### ИЗВЛЕЧЁННЫЙ ТЕКСТ
----
И не стоит говорить, что так было лишь в идеале, а действительность являла другое. Ставить бы нам почаще факты и события нашей текущей жизни под софиты вечности, поднимая их, по словам Достоевского, «на высшую ногу», и меньше будет в истории России «судьбоносных решений», за которые потом придётся краснеть и расплачиваться нашим потомкам.

Вот что ещё очень важно. Обеспечивая бесплатный проезд, предоставляя лекарства, санаторное лечение и даже жильё, государство[2] демонстрировало гражданам, что они ему небезразличны. Ветерану, защищавшему страну от фашизма; рабочему, восстанавливавшему разрушенное хозяйство, строившему дома, электростанции, школы; учителю, отдающему знания детям, выказывало уважение и благодарность за труд. Человеку, потерявшему здоровье на производстве, – своё сокрушение и просьбу простить. Неимущему, больному, нуждающемуся в защите – понимание, сострадание и милосердие. То есть льготы были деятельной, активной, совестливой реакцией государства и общества на нужды людей.

Монетизируя льготы, да ещё сводя их к оскорбительному и преступному мизеру, государство фактически отмахивается от стариков, ветеранов, больных, инвалидов, отказывается сердечно участвовать в их судьбе и беде (часто спровоцированной самим государством, как в случае с инвалидами чеченской войны), помогать им не деньгами, а делом. Здесь нет столь необходимой и освящающей помощь эмоции. Нет и деятельного участия граждан в оказании помощи.
----
### ИСХОДНЫЕ ДАННЫЕ
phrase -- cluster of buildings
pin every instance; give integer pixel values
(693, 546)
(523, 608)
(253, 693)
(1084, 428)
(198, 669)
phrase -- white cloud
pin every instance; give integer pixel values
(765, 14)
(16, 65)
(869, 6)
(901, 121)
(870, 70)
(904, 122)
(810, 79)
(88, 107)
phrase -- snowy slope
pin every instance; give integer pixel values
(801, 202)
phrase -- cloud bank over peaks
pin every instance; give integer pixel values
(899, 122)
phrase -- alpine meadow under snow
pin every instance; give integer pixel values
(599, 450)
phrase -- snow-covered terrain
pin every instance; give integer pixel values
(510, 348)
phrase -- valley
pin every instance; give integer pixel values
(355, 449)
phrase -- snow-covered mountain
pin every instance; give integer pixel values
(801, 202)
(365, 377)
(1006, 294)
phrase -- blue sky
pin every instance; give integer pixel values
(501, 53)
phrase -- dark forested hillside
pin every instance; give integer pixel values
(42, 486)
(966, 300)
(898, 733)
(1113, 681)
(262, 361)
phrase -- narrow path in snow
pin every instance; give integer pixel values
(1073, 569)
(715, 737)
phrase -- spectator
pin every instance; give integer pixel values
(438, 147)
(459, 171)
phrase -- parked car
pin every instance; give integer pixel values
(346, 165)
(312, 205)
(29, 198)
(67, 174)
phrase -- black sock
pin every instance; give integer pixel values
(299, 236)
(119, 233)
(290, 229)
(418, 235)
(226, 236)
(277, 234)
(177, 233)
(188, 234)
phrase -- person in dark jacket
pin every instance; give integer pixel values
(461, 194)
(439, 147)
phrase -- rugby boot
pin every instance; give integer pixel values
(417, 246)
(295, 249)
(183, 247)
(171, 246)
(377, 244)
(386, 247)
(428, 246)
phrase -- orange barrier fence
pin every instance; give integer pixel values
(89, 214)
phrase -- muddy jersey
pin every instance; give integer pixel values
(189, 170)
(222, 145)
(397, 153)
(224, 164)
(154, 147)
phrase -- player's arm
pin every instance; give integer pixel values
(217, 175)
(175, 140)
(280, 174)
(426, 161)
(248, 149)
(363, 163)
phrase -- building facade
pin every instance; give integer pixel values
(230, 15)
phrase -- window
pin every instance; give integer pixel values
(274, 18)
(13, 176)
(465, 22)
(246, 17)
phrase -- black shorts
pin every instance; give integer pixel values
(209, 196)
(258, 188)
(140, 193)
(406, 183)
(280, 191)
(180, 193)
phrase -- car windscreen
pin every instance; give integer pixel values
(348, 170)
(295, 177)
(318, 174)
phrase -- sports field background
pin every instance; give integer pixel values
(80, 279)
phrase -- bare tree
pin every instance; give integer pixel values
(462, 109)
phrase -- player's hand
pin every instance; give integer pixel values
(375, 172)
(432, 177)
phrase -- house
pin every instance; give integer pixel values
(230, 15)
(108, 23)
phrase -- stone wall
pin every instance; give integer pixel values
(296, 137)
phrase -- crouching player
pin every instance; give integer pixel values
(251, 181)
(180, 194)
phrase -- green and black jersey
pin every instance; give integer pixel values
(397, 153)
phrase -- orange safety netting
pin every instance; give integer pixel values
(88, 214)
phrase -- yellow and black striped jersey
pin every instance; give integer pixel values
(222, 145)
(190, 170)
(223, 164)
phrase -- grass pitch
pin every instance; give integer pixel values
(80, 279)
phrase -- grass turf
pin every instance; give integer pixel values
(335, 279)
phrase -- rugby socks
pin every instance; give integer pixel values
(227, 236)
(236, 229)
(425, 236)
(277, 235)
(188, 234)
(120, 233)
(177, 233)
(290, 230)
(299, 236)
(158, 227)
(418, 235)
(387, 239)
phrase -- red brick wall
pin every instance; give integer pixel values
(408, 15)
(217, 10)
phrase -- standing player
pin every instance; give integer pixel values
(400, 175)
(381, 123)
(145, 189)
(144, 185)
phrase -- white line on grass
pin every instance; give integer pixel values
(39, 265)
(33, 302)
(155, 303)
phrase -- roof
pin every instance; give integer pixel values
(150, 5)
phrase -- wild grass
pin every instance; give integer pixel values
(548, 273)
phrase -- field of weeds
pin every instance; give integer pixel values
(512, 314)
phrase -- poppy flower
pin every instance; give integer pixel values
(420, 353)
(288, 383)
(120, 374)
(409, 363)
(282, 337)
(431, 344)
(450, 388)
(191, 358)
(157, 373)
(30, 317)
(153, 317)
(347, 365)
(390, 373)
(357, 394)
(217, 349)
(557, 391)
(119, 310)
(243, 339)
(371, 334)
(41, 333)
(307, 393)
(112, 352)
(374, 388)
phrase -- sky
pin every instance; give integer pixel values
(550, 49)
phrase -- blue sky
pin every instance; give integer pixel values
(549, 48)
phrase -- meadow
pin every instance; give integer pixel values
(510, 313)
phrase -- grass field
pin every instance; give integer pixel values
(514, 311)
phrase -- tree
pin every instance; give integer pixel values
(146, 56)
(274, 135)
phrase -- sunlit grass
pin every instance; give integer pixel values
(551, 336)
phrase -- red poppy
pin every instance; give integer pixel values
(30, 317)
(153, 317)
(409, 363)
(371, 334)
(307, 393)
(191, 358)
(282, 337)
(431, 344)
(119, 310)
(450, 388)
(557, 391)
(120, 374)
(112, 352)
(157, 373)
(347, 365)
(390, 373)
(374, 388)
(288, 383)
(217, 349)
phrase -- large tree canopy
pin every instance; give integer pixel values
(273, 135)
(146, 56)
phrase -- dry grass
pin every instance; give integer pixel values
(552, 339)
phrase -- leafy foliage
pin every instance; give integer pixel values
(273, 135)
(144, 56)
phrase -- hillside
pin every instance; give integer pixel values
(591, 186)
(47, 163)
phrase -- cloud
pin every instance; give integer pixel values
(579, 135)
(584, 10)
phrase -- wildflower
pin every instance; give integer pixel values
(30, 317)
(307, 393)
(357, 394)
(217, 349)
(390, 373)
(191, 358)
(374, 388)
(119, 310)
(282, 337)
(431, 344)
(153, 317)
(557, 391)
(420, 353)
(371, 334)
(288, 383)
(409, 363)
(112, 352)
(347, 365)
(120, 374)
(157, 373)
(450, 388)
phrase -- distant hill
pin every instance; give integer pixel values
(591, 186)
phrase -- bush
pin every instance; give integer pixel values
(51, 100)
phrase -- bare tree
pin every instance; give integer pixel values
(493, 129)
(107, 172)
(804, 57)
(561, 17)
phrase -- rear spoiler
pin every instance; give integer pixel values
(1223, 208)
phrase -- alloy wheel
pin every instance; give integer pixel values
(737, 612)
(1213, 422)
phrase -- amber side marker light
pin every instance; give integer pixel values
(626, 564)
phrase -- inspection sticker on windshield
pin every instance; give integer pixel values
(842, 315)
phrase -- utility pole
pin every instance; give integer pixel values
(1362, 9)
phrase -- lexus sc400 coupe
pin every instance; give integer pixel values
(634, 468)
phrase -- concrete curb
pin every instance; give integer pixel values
----
### УСЛОВИЕ ЗАДАНИЯ
Выпишите без изменений фрагмент текста о льготах, начиная со слов «И не стоит говорить, что» и заканчивая словами «расплачиваться нашим потомкам.».

### ПИСЬМЕННЫЙ ОТВЕТ
И не стоит говорить, что так было лишь в идеале, а действительность являла другое. Ставить бы нам почаще факты и события нашей текущей жизни под софиты вечности, поднимая их, по словам Достоевского, «на высшую ногу», и меньше будет в истории России «судьбоносных решений», за которые потом придётся краснеть и расплачиваться нашим потомкам.